■ **課題要件**:
十勝の畜酪対策に関する記事から、「2022年度の畜産・酪農政策」を含む箇所を起点とし「当なものになる」と吐露した。」の直後を終点とする範囲を、一字一句変えずに複写すること。

2021-12-30 05:00:00 | 投稿

北海道十勝の深掘り 畜酪対策ヤマ場

全国の読者の皆様に、「北海道十勝ってどんなところ?」の疑問に深掘りしてお伝えしてまいります。


『日本農業新聞は以下のように報じました』

 

畜酪対策ヤマ場、現場は今 生産コスト高騰 霧中の苦闘

酪農→生産調整に懸命

 2022年度の畜産・酪農政策を巡る政府・与党の協議がヤマ場を迎える。生産現場は飼料費をはじめとするコスト増に悩む。酪農では生乳の需給緩和対策、肥育では相場の不安定化も課題だ。

 北海道大樹町の農事組合法人コスモアグリは、搾乳牛990頭から年間1万1200トンの生乳を生産する。需給緩和を受けた生産調整や物財費高騰のあおりを受けており、代表の田中伸一さん(56)は「(加工原料乳生産者)補給金などの総単価が据え置きになったとしても、経営への影響は相当なものになる」と吐露した。

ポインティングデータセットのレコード
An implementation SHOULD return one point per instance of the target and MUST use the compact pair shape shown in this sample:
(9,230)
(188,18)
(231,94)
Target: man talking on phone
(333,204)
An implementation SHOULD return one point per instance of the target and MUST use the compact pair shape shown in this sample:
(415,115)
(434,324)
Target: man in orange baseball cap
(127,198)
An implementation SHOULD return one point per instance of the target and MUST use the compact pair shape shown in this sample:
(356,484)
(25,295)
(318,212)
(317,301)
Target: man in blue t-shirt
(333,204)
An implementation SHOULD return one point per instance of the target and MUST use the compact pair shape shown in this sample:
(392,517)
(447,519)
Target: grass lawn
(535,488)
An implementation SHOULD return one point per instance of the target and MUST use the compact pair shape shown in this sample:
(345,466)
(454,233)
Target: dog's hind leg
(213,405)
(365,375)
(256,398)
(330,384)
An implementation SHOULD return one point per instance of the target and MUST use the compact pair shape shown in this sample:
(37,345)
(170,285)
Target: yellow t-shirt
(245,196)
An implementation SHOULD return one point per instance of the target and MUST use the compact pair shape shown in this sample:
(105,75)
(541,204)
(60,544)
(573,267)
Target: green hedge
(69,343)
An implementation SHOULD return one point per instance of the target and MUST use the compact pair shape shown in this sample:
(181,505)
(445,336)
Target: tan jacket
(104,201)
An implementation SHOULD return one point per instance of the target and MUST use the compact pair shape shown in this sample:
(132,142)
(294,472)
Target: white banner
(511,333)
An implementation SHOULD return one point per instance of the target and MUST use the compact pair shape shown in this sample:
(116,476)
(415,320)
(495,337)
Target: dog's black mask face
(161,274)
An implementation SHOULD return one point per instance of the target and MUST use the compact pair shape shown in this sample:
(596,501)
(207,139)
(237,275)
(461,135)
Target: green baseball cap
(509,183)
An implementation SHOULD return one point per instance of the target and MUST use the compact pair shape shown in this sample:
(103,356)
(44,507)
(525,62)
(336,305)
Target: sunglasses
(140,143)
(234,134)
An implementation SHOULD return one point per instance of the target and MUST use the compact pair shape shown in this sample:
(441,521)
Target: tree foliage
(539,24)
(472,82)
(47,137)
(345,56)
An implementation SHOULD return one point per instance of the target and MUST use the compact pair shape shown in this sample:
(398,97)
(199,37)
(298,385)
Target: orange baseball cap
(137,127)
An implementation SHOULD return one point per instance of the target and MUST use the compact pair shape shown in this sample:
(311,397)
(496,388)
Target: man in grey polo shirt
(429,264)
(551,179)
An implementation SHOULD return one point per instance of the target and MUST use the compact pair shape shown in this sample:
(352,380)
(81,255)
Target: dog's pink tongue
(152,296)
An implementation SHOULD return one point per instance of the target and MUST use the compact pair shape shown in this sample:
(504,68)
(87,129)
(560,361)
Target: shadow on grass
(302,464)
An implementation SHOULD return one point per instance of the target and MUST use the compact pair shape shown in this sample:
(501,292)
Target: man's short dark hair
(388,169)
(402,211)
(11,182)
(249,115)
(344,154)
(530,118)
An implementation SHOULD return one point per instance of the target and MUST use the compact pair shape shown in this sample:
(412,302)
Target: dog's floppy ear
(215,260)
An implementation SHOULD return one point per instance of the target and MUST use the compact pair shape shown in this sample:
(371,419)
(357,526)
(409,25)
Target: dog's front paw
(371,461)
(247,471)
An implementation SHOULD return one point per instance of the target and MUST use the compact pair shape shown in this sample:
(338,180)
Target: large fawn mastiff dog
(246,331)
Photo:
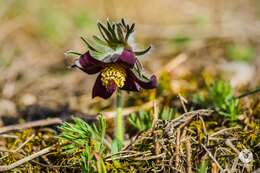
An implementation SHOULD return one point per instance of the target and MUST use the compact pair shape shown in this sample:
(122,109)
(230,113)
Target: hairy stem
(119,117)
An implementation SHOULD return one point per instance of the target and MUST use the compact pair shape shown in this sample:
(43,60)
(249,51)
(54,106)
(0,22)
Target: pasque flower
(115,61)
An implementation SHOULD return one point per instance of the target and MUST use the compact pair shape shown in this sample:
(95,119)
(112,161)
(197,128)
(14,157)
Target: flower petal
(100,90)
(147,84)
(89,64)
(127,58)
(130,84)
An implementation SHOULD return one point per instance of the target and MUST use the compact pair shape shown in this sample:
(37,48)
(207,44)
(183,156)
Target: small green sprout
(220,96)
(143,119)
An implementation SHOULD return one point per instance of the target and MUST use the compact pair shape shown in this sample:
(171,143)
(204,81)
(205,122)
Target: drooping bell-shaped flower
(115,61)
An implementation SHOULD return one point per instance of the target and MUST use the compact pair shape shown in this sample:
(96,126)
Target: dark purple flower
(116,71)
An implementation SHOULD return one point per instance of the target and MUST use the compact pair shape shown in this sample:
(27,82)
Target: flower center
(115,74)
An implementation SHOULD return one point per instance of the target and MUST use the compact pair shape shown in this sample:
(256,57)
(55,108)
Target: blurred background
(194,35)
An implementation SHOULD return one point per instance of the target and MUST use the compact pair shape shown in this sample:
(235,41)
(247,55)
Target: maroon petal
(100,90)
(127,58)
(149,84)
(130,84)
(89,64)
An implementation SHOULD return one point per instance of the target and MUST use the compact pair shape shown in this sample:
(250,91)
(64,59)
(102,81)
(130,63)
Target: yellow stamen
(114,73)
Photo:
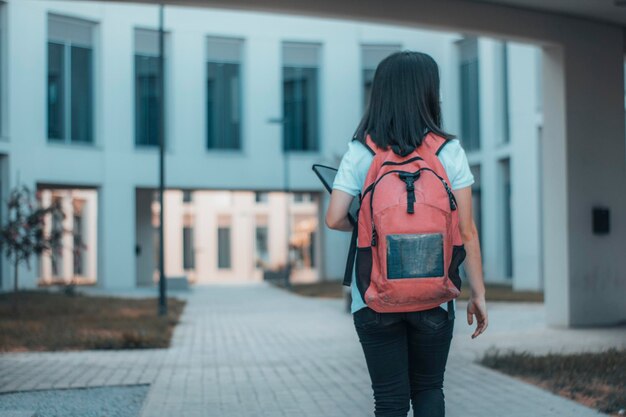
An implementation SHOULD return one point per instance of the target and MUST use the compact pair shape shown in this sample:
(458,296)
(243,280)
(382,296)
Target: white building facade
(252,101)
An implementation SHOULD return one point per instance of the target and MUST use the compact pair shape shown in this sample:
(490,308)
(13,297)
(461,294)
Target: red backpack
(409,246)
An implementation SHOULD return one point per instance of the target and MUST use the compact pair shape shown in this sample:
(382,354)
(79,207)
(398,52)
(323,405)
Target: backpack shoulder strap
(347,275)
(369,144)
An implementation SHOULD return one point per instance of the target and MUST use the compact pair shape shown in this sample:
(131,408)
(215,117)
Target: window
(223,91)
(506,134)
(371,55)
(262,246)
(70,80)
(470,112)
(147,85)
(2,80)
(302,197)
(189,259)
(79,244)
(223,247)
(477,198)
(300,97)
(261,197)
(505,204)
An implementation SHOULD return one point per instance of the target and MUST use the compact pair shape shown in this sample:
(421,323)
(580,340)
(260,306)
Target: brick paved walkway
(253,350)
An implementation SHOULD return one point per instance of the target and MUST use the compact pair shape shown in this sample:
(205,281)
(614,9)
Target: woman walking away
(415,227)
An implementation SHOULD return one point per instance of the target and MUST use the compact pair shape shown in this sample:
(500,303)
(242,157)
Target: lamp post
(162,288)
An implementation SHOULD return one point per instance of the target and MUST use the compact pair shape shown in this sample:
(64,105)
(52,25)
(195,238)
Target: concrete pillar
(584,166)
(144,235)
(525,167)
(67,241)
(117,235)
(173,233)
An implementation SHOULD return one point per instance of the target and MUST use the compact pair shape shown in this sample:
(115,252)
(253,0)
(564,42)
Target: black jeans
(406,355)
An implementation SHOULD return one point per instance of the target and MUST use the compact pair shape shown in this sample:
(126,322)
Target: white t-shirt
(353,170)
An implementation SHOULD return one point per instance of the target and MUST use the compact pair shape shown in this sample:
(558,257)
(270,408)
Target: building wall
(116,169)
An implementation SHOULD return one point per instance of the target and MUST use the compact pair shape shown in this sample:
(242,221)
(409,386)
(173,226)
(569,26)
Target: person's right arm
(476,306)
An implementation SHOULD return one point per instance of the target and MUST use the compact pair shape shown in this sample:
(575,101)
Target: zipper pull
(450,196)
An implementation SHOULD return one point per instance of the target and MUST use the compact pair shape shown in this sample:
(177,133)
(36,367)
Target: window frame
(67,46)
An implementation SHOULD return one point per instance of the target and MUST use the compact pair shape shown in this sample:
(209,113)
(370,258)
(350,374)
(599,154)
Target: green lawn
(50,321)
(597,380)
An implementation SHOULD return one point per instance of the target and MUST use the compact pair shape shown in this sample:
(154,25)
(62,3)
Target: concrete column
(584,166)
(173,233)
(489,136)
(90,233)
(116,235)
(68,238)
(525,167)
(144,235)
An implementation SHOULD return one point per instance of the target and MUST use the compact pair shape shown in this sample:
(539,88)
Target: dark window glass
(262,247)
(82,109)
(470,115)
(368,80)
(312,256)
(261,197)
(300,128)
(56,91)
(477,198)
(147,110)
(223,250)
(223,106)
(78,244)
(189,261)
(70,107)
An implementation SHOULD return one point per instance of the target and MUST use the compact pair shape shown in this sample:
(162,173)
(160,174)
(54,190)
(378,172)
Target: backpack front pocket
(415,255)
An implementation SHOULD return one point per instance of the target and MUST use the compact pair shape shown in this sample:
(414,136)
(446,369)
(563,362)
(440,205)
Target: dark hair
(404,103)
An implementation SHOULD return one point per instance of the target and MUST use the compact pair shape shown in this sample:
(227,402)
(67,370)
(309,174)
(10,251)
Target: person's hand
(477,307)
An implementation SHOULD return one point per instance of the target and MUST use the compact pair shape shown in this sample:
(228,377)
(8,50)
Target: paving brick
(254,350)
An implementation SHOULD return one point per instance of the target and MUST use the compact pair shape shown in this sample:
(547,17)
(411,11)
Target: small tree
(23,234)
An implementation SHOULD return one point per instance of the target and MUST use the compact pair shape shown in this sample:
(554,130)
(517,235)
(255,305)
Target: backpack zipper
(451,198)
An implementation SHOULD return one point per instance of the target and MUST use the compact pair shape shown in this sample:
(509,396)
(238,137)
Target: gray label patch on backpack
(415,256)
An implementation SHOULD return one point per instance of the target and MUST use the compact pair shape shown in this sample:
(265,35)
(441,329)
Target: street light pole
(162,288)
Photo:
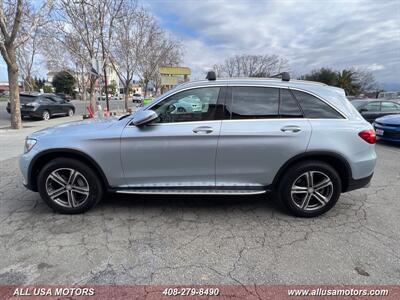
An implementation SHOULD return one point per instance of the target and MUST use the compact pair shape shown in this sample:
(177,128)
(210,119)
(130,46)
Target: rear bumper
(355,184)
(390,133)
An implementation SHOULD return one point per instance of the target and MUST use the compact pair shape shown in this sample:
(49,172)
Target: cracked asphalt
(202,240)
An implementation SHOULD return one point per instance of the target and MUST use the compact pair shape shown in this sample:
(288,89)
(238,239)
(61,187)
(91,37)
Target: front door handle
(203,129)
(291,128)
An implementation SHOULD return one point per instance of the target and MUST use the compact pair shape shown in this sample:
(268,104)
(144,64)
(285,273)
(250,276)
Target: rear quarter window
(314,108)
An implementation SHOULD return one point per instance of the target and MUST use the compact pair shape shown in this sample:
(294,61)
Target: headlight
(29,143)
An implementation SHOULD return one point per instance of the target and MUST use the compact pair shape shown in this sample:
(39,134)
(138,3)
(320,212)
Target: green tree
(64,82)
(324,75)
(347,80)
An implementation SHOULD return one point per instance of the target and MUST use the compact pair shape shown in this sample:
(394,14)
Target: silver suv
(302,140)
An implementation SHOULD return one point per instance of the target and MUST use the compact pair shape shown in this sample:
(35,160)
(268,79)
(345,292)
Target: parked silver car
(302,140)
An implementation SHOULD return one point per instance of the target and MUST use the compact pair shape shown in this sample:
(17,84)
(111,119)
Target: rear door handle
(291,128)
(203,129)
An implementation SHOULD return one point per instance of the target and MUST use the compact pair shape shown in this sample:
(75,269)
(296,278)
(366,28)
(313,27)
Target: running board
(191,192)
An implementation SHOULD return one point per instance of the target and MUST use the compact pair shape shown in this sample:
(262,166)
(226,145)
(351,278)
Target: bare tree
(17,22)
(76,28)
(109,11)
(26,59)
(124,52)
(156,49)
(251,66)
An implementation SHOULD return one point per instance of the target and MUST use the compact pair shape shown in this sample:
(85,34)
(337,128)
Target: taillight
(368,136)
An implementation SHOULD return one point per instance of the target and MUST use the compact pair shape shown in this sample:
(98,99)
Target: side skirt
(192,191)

...

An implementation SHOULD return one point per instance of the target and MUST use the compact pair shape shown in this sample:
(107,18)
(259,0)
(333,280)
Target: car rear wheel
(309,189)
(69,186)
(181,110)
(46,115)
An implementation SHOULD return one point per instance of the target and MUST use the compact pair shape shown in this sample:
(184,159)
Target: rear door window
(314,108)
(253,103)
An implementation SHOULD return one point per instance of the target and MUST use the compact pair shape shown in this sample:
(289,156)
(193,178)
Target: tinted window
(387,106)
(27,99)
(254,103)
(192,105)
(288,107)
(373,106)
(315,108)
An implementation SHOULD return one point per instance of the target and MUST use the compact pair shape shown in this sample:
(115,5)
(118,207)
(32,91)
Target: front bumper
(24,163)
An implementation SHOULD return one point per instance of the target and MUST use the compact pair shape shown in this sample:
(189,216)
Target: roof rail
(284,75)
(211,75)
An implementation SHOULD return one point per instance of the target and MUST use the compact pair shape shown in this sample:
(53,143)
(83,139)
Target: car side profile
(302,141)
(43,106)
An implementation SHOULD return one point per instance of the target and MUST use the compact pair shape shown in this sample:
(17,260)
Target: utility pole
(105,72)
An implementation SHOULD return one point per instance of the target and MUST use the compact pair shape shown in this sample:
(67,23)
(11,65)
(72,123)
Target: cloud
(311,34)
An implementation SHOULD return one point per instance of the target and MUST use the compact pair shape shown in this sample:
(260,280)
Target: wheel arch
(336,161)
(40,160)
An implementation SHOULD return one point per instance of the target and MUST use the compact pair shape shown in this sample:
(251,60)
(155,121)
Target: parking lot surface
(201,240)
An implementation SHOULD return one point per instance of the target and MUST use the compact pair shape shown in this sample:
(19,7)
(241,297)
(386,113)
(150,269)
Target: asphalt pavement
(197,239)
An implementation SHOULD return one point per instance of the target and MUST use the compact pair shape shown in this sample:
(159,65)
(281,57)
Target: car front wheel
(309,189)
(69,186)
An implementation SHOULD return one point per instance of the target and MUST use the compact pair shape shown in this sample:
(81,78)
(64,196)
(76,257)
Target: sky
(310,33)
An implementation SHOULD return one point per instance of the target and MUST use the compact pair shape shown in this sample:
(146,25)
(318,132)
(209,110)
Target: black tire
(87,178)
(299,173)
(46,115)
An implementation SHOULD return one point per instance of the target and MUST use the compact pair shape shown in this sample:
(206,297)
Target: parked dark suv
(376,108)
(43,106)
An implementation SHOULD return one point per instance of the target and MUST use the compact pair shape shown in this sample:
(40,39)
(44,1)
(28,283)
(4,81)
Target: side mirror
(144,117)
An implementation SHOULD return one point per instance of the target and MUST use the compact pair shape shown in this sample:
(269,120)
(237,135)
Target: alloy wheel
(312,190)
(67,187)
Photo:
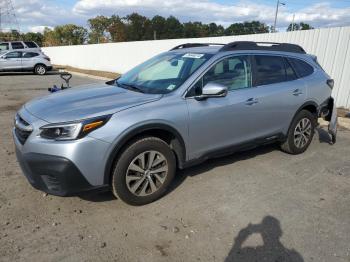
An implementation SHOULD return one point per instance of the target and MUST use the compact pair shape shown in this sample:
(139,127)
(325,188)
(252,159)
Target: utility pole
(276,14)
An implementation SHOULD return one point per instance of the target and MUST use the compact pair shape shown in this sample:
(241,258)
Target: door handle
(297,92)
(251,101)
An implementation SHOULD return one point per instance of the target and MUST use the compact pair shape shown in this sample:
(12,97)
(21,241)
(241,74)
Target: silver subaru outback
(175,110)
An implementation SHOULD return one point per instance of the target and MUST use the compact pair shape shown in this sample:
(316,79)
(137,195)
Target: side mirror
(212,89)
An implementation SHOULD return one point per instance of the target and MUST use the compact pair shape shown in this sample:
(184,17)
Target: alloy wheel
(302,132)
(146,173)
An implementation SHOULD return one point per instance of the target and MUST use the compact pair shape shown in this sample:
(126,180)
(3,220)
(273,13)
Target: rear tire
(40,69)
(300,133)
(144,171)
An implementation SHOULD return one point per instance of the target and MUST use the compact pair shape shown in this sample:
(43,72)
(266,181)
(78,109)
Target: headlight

■ **正解**:
2022年度の畜産・酪農政策を巡る政府・与党の協議がヤマ場を迎える。生産現場は飼料費をはじめとするコスト増に悩む。酪農では生乳の需給緩和対策、肥育では相場の不安定化も課題だ。

 北海道大樹町の農事組合法人コスモアグリは、搾乳牛990頭から年間1万1200トンの生乳を生産する。需給緩和を受けた生産調整や物財費高騰のあおりを受けており、代表の田中伸一さん(56)は「(加工原料乳生産者)補給金などの総単価が据え置きになったとしても、経営への影響は相当なものになる」と吐露した。